## PROBLEM TO SOLVE
List in full each line of the records below that contains the word "mark".

## GIVEN ENTRIES
%%

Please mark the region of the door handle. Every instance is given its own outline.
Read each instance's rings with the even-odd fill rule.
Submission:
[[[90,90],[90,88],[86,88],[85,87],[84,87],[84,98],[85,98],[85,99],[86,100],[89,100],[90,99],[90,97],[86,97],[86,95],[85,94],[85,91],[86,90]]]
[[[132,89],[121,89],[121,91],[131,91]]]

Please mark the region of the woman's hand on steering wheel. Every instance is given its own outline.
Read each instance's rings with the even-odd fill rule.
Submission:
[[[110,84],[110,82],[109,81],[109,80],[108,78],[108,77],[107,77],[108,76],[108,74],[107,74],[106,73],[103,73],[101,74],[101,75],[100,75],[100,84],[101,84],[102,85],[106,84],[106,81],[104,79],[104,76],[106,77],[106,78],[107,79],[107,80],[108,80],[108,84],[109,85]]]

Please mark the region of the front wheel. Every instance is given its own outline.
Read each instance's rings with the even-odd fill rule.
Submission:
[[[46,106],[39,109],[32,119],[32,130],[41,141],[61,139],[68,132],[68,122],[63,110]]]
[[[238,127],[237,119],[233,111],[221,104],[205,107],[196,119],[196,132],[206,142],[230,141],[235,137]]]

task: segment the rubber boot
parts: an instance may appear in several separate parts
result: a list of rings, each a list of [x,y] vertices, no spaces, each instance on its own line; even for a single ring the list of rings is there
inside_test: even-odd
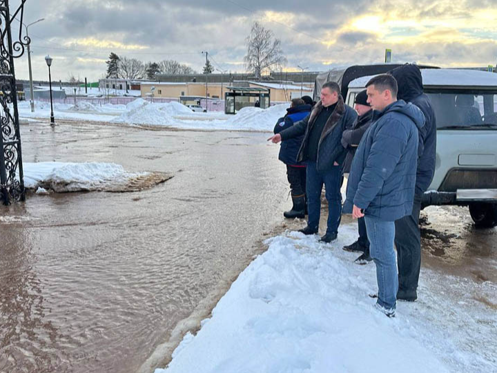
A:
[[[294,196],[292,195],[292,202],[293,207],[289,211],[283,213],[283,216],[287,219],[295,219],[299,218],[303,219],[305,217],[305,197],[304,195]]]

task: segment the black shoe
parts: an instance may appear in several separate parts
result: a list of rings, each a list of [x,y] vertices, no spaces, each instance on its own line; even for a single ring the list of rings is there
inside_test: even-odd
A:
[[[287,219],[295,219],[295,218],[303,219],[305,218],[305,198],[304,195],[298,197],[292,195],[292,202],[293,202],[292,209],[284,212],[283,216]]]
[[[373,258],[369,256],[369,250],[367,250],[361,254],[361,256],[354,260],[355,264],[364,265],[368,263],[371,263],[373,261]]]
[[[364,253],[366,250],[366,247],[360,244],[359,241],[355,241],[354,243],[344,246],[343,249],[352,253]]]
[[[305,235],[315,234],[318,233],[318,229],[313,229],[309,225],[302,229],[300,229],[299,232],[303,233]]]
[[[397,291],[397,299],[406,302],[413,302],[418,299],[418,294],[416,289],[405,290],[403,289],[399,289]]]
[[[335,240],[336,240],[338,236],[338,234],[336,233],[326,233],[321,238],[320,238],[320,242],[329,243],[331,241],[334,241]]]

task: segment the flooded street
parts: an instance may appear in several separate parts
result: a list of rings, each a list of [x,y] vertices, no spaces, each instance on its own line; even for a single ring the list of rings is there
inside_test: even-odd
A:
[[[179,322],[206,317],[262,240],[302,225],[282,222],[286,170],[268,137],[22,126],[26,162],[113,162],[174,177],[141,192],[31,194],[0,207],[0,372],[135,372]],[[425,267],[497,283],[497,229],[476,229],[458,207],[422,216]]]
[[[21,130],[25,162],[114,162],[174,178],[0,207],[0,372],[136,372],[201,300],[226,291],[288,203],[266,134]]]

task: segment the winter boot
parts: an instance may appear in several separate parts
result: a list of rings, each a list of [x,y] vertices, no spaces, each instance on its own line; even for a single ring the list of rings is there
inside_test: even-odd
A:
[[[305,197],[304,195],[294,196],[292,195],[292,202],[293,207],[289,211],[283,213],[283,216],[287,219],[295,219],[298,218],[303,219],[305,217]]]
[[[372,261],[373,258],[369,255],[369,248],[365,247],[364,252],[362,253],[362,254],[359,258],[355,259],[355,260],[354,260],[354,262],[358,265],[365,265],[371,263]]]
[[[355,241],[353,243],[344,246],[343,249],[346,251],[351,251],[352,253],[364,253],[366,250],[366,247],[360,244],[359,241]]]
[[[334,241],[337,239],[338,234],[336,233],[327,233],[321,238],[320,238],[320,242],[329,243],[331,241]]]
[[[399,289],[397,291],[397,299],[405,302],[414,302],[418,299],[418,294],[416,289],[411,290]]]

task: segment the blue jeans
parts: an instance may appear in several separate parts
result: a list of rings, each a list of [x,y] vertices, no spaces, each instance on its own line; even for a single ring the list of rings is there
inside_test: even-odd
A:
[[[359,238],[358,241],[359,245],[364,247],[369,248],[369,241],[367,239],[367,229],[366,229],[366,222],[364,218],[358,219],[358,225],[359,226]]]
[[[385,222],[367,215],[364,216],[369,240],[369,253],[376,265],[378,285],[378,303],[387,309],[395,309],[397,304],[398,278],[393,251],[395,222]]]
[[[308,225],[318,231],[321,215],[321,191],[323,184],[326,188],[328,201],[328,225],[327,233],[337,233],[342,219],[342,171],[340,166],[334,166],[331,171],[320,173],[316,169],[315,162],[307,163],[306,191],[307,193]]]

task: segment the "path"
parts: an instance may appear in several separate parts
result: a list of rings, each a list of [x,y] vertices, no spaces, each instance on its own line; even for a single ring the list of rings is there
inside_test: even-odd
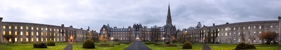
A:
[[[211,50],[211,48],[209,47],[209,46],[206,43],[203,43],[203,50]]]
[[[151,50],[139,41],[136,41],[134,42],[129,47],[124,49],[127,50]]]

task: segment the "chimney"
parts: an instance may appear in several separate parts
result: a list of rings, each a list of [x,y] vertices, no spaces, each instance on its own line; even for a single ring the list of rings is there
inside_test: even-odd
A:
[[[64,27],[64,25],[63,24],[62,24],[62,27]]]
[[[88,30],[87,30],[90,31],[90,27],[88,27]]]

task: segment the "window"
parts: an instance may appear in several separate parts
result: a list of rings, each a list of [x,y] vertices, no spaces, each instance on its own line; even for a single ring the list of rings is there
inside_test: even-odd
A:
[[[240,38],[238,38],[238,42],[240,42]]]
[[[278,29],[278,26],[276,25],[275,27],[275,28],[276,28],[276,29]]]
[[[15,35],[17,35],[17,32],[16,31],[15,32]]]
[[[261,42],[261,41],[262,41],[262,40],[261,39],[260,39],[260,38],[259,39],[259,42]]]
[[[270,29],[272,29],[272,28],[273,28],[273,26],[272,26],[272,25],[270,26]]]
[[[31,38],[31,41],[33,42],[33,38]]]
[[[231,32],[229,32],[229,36],[231,36]]]
[[[22,29],[22,26],[21,26],[21,29]]]
[[[251,34],[250,33],[250,32],[248,32],[248,35],[250,35]]]
[[[28,35],[28,32],[26,32],[26,35]]]
[[[261,34],[262,34],[262,32],[260,31],[260,32],[259,32],[259,35],[260,35]]]
[[[221,33],[221,36],[223,36],[223,33]]]
[[[17,38],[15,38],[15,42],[17,42]]]
[[[250,39],[248,39],[248,42],[250,42]]]
[[[254,32],[254,35],[256,35],[256,32]]]
[[[256,42],[256,38],[254,38],[254,42]]]
[[[250,26],[248,27],[248,29],[249,29],[250,30],[250,29],[251,29],[251,28],[250,28]]]
[[[225,36],[227,36],[227,33],[225,33]]]
[[[9,26],[9,29],[11,29],[11,26]]]
[[[21,35],[22,35],[22,32],[21,32]]]
[[[233,39],[233,40],[234,40],[233,41],[233,42],[235,42],[235,38],[234,39]]]

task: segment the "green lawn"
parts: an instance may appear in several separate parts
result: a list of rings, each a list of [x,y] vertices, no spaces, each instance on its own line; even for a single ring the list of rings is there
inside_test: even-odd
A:
[[[48,48],[32,48],[33,46],[0,46],[2,50],[63,50],[67,45],[47,46]]]
[[[182,49],[182,46],[180,46],[180,45],[183,45],[182,44],[174,44],[171,43],[171,44],[175,44],[178,45],[178,47],[159,47],[158,46],[154,46],[154,44],[146,45],[144,44],[144,42],[141,42],[142,43],[148,47],[152,50],[202,50],[203,49],[203,45],[201,43],[195,43],[194,44],[198,44],[198,45],[192,45],[192,49]],[[162,42],[157,42],[158,43],[162,43]]]
[[[26,43],[25,44],[23,44],[22,43],[9,43],[7,44],[6,43],[0,43],[0,45],[33,45],[33,44],[37,43]],[[67,44],[69,43],[69,42],[55,42],[56,44]]]
[[[118,43],[118,42],[117,42]],[[131,42],[132,43],[130,44],[121,44],[120,45],[114,45],[115,46],[112,47],[98,47],[98,45],[95,45],[94,49],[84,49],[82,48],[83,46],[83,44],[73,44],[72,45],[72,50],[123,50],[124,49],[129,46],[131,45],[134,43],[133,42]],[[114,42],[113,43],[115,43]],[[104,42],[101,42],[98,43],[95,43],[95,44],[99,44],[101,43],[105,43]],[[111,42],[107,42],[106,43],[111,44]]]

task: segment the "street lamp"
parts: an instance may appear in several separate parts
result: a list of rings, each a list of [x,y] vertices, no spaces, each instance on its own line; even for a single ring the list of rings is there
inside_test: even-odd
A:
[[[113,37],[111,37],[111,44],[112,44],[112,40],[113,39]]]
[[[163,44],[164,44],[164,38],[164,38],[164,37],[163,37]]]

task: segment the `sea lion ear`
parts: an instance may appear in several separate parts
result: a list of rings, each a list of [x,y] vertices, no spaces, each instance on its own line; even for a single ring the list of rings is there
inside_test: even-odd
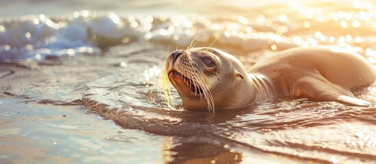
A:
[[[237,70],[235,71],[235,76],[236,77],[240,77],[240,78],[242,78],[242,79],[244,79],[244,77],[242,73],[238,72]]]

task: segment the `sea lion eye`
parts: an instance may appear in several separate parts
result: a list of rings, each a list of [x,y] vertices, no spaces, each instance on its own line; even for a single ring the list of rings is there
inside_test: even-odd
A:
[[[210,58],[208,58],[208,57],[203,58],[203,61],[205,65],[206,65],[208,67],[212,67],[216,65],[214,62],[213,62],[213,60]]]

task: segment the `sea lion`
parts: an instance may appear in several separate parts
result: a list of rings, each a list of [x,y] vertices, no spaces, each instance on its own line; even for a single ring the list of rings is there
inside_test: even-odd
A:
[[[177,50],[166,59],[160,88],[172,105],[172,83],[184,109],[190,111],[241,108],[284,96],[370,106],[351,90],[376,79],[375,68],[364,57],[333,46],[288,49],[257,62],[248,71],[221,50]]]

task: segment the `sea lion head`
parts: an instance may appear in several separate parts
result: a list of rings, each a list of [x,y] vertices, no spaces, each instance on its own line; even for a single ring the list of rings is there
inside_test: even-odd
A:
[[[251,92],[241,62],[209,47],[177,50],[167,57],[160,84],[166,102],[173,107],[170,83],[177,90],[184,109],[191,111],[243,107],[249,103]]]

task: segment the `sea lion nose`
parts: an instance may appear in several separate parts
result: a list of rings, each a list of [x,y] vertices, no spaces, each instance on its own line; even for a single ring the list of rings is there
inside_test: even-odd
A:
[[[173,52],[173,53],[171,53],[171,55],[173,55],[173,61],[175,62],[176,59],[177,59],[177,57],[179,57],[179,56],[181,55],[182,54],[183,52],[181,52],[181,51],[180,50]]]

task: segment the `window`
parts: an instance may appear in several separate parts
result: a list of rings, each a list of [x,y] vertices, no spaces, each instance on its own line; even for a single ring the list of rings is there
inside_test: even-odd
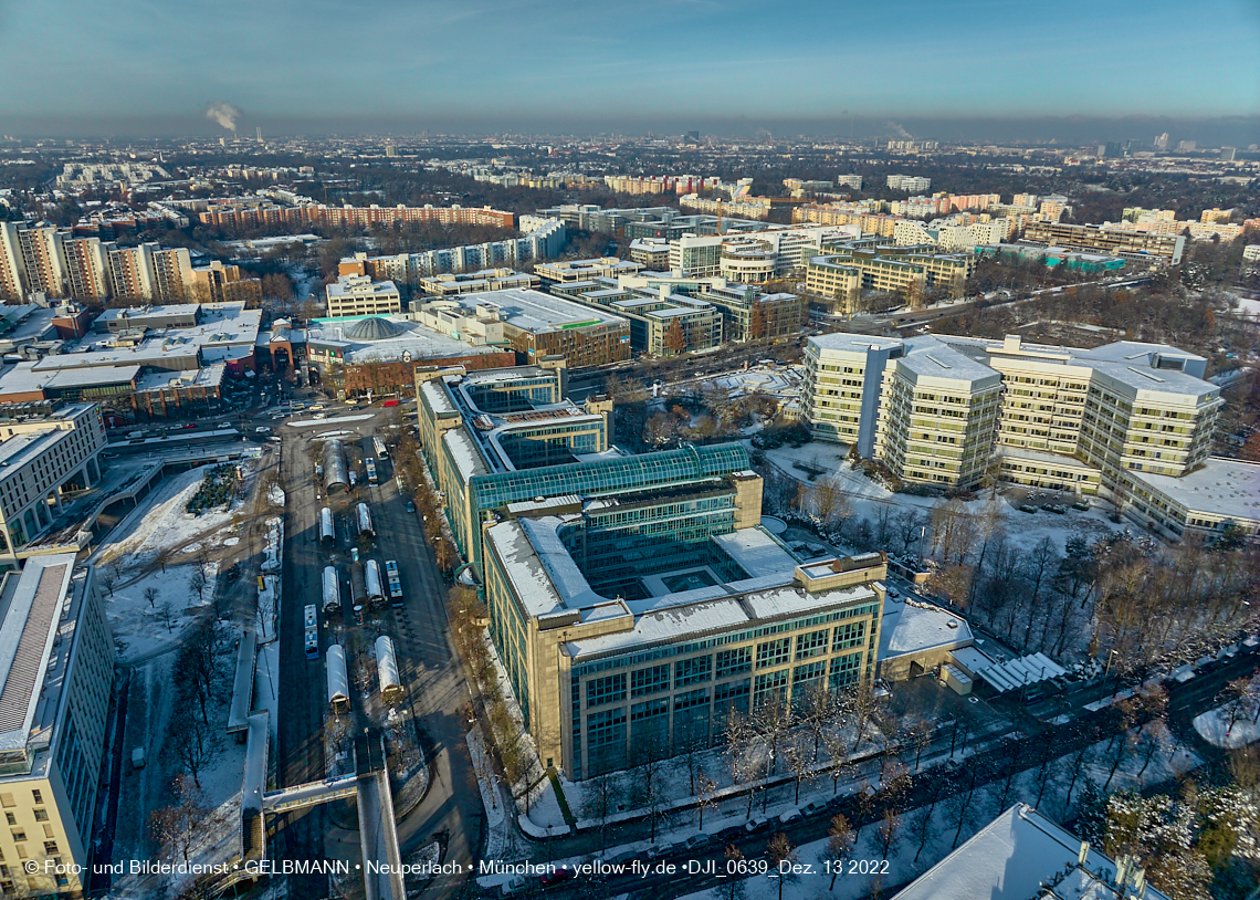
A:
[[[777,696],[780,701],[788,697],[788,671],[767,672],[757,676],[756,689],[752,692],[752,705],[760,706],[770,696]]]
[[[586,682],[586,705],[604,706],[626,698],[626,673],[606,676]]]
[[[751,647],[738,647],[733,650],[718,650],[717,654],[717,677],[726,678],[727,676],[740,674],[742,672],[752,671],[752,648]]]
[[[712,671],[713,657],[679,659],[675,664],[674,687],[687,687],[688,684],[701,684],[707,682]]]
[[[643,697],[646,693],[659,693],[669,689],[669,663],[635,669],[630,673],[630,696]],[[590,706],[590,701],[587,701]]]
[[[827,655],[827,629],[810,632],[796,637],[796,659],[813,659]]]
[[[757,644],[757,668],[764,669],[771,666],[782,666],[791,659],[791,638],[767,640]]]
[[[832,640],[832,652],[845,650],[850,647],[862,647],[866,638],[866,623],[850,621],[835,629],[835,638]]]
[[[832,674],[828,686],[834,691],[856,684],[862,673],[862,654],[849,653],[832,659]]]

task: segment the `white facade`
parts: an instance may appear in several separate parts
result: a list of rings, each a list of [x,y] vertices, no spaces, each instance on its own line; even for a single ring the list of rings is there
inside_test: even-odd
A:
[[[328,315],[396,315],[402,311],[402,296],[393,281],[373,281],[367,275],[343,275],[328,286]]]
[[[0,894],[78,894],[55,867],[86,865],[92,837],[113,683],[101,592],[73,553],[40,556],[5,575],[0,609]]]
[[[0,560],[15,565],[18,550],[53,524],[67,484],[91,487],[101,478],[97,455],[105,424],[96,403],[76,403],[52,418],[0,420]]]

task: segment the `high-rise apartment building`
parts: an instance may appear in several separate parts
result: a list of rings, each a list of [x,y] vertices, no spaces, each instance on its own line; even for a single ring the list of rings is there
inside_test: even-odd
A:
[[[1155,265],[1176,266],[1186,250],[1183,234],[1152,234],[1137,231],[1119,231],[1095,224],[1063,224],[1058,222],[1031,222],[1023,239],[1067,250],[1111,253],[1125,260],[1145,261]]]

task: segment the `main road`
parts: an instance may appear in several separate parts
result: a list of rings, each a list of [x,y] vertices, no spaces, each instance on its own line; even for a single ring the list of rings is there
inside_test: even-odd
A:
[[[301,416],[294,418],[302,420]],[[319,546],[319,514],[328,500],[321,497],[323,485],[316,484],[314,476],[311,445],[319,435],[335,431],[352,459],[374,456],[370,437],[386,424],[384,416],[353,422],[333,418],[301,429],[276,424],[284,441],[286,490],[277,735],[277,778],[282,785],[323,779],[325,775],[323,650],[330,639],[323,615],[321,659],[306,659],[302,640],[302,606],[319,603],[323,568],[328,562]],[[379,435],[388,440],[386,431]],[[404,861],[411,852],[438,841],[445,848],[444,861],[459,862],[466,870],[478,858],[485,814],[464,740],[467,724],[462,710],[470,695],[459,657],[450,643],[447,584],[425,541],[418,516],[406,509],[408,498],[398,489],[391,463],[378,460],[377,466],[379,485],[370,487],[364,479],[353,493],[333,498],[330,505],[339,513],[340,521],[346,521],[348,517],[340,514],[343,509],[348,511],[360,500],[367,502],[377,533],[375,547],[369,555],[382,563],[397,560],[402,574],[403,608],[386,610],[382,615],[386,630],[394,639],[399,674],[407,684],[408,702],[418,724],[421,745],[428,760],[430,787],[413,809],[398,811],[403,816],[398,823],[398,841]],[[364,475],[362,465],[358,470],[360,476]],[[338,543],[344,542],[339,533]],[[341,579],[345,579],[344,571]],[[280,858],[338,855],[336,847],[344,847],[345,836],[325,841],[329,833],[330,822],[324,807],[280,817],[276,853]],[[461,882],[457,876],[440,876],[428,886],[426,896],[451,896]],[[328,890],[323,876],[295,876],[291,889],[296,896],[320,896]]]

%%

## SOLVED EXERCISE
Please mark the region of the door handle. Every instance is given its own outline.
Please mark the region of the woman's hand on steering wheel. Every instance is given its own outline.
Please mark the region of the front wheel. Every instance is given its own outline.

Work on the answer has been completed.